→ Consigne écrite: Reproduisez les enregistrements ci-dessous en remplaçant « potted shrub » par « potted plant », sans rien modifier d'autre. N'incluez pas les images dans votre réponse.
════════════════════
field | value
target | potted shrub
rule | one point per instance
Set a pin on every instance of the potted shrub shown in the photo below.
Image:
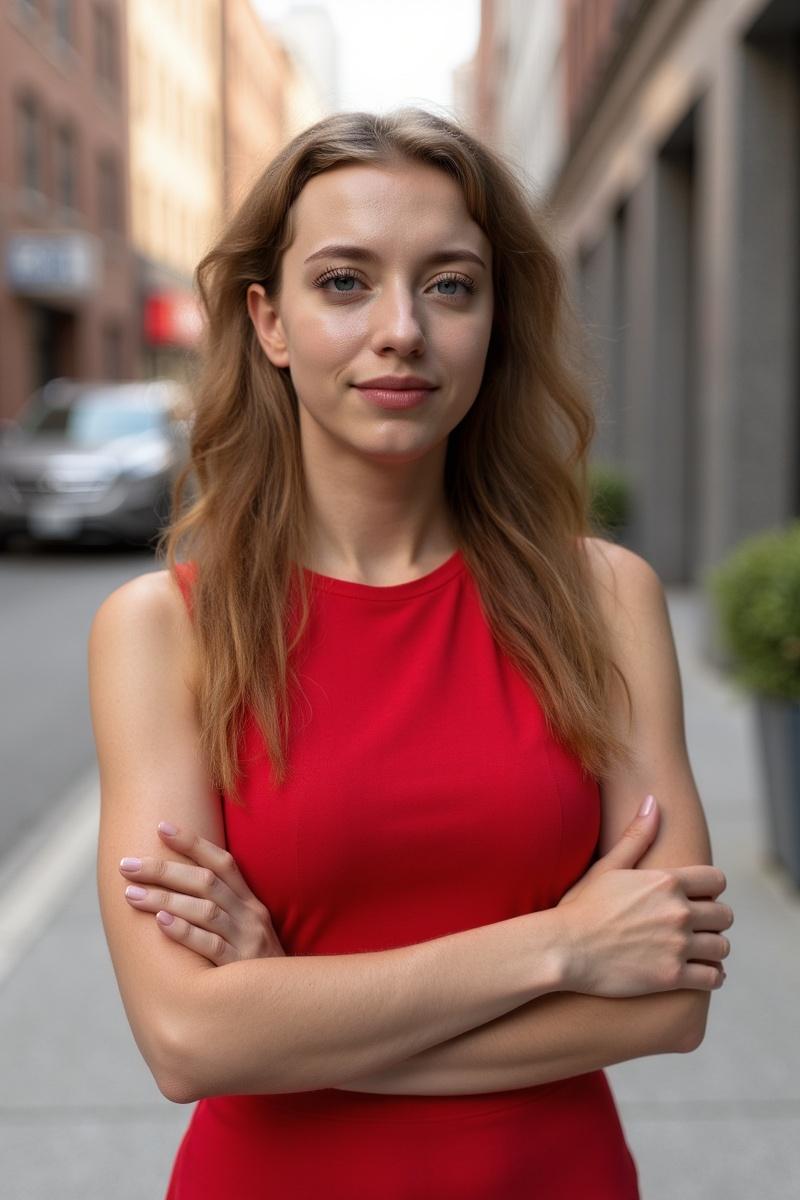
(756, 591)
(609, 501)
════════════════════
→ Résultat de l'exercice:
field | value
target | potted plant
rule | one point per instance
Set a pin on every instance of the potted plant shown in the photo below.
Image:
(756, 591)
(609, 501)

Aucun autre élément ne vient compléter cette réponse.